- [Objectives]
(1) Copy the passage of the post about Salsa's Anything cages between "Salsa did revise" and "still in production.", inclusive.
(2) In the listing, rewrite the lines between the ones holding "91, row 86." and "column 174, row 33", inclusive, with "cloudy sky" changed to "overcast sky" and nothing else altered.

- [Text extract]
------------------------
Hi All!
Salsa did revise their original Anything cages after a some breakage at the welds. The revised model looked very similar and was also made of aluminum rod. It is still in production.
They have recently introduced the Anything HD cage, made of reinforced thermoplastic. I am intrigued by it and may make the jump if I can determine whether the spacing of the three bolt holes will allow me to fit bottles to my Nomad in the same configuration as my present setup. Salsa take care to explain the three holes on the present setup can be used with two bosses, either as bottom two or upper two, but three provide maximum stability. Caveat ahead!: Care must be used to loop the webbing straps around the frame tube as well as thread it through the cage and item being carried. This is critical to the success of the design. It is also a reason why I am exploring my options further. I would like to avoid sawing the straps through accumulated alkali grit and scratching my paint.
------------------------
- [Task data]
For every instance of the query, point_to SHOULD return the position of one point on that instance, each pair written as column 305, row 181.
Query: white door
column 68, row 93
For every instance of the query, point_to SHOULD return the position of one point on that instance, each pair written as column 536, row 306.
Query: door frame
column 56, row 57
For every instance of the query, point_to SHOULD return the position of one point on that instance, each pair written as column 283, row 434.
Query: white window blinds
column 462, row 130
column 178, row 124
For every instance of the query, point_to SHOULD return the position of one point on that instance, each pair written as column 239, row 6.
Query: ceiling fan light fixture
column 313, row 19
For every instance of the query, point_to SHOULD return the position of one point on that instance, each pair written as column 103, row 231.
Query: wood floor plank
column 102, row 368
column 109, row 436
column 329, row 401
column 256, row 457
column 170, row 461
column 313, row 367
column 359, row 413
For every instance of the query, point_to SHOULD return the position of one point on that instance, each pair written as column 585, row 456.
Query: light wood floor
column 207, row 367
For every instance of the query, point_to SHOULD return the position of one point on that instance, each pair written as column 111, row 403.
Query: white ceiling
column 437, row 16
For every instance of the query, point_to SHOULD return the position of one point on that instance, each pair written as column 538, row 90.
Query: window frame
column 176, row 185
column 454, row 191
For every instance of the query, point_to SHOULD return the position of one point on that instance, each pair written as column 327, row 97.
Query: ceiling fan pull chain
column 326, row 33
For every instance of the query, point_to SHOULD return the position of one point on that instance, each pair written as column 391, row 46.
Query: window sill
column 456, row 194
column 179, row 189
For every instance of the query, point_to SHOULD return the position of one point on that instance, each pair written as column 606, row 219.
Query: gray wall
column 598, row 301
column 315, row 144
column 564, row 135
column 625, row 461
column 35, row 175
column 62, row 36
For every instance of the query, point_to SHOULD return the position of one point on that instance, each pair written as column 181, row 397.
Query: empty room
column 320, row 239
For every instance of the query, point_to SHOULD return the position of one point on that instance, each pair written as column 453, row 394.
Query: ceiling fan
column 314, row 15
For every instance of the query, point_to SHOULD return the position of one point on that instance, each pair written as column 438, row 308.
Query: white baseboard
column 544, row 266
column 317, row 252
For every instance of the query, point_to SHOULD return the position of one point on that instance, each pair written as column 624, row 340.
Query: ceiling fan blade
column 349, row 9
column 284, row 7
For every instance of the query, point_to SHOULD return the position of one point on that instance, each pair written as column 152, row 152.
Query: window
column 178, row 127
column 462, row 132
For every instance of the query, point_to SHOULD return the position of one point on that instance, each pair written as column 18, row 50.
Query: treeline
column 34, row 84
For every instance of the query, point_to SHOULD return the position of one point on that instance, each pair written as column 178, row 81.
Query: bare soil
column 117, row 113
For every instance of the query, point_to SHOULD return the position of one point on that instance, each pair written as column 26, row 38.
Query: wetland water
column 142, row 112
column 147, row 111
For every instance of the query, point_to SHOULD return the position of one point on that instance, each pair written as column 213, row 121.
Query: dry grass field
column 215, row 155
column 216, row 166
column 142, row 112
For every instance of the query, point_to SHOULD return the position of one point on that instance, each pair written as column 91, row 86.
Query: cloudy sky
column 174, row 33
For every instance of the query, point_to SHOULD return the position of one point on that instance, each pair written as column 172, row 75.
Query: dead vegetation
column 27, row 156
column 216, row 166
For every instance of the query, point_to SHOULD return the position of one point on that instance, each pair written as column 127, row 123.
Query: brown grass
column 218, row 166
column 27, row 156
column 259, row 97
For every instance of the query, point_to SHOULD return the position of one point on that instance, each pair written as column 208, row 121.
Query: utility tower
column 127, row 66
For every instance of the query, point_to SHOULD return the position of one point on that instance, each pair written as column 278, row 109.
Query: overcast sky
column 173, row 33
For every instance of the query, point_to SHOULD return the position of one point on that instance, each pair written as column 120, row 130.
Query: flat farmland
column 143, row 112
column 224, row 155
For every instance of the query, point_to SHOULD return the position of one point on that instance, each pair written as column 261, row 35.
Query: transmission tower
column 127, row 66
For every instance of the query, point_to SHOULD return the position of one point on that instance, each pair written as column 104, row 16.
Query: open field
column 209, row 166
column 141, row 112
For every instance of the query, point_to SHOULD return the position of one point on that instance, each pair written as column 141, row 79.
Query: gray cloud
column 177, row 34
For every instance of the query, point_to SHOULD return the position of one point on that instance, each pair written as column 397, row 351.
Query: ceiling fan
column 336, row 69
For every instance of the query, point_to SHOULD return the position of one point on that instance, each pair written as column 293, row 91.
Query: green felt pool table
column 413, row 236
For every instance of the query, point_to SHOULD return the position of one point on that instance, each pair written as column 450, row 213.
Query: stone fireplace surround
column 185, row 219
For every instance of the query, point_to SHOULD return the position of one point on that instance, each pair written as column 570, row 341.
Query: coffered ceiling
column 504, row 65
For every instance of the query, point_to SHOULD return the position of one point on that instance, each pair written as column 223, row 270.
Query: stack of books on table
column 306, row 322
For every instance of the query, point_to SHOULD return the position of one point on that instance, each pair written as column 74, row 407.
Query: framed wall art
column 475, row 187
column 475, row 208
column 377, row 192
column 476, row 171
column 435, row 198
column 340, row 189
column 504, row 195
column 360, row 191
------------------------
- [Final results]
(1)
Salsa did revise their original Anything cages after a some breakage at the welds. The revised model looked very similar and was also made of aluminum rod. It is still in production.

(2)
For every instance of the query, point_to SHOULD return the position of one point on that instance, each pair written as column 91, row 86.
Query: overcast sky
column 174, row 33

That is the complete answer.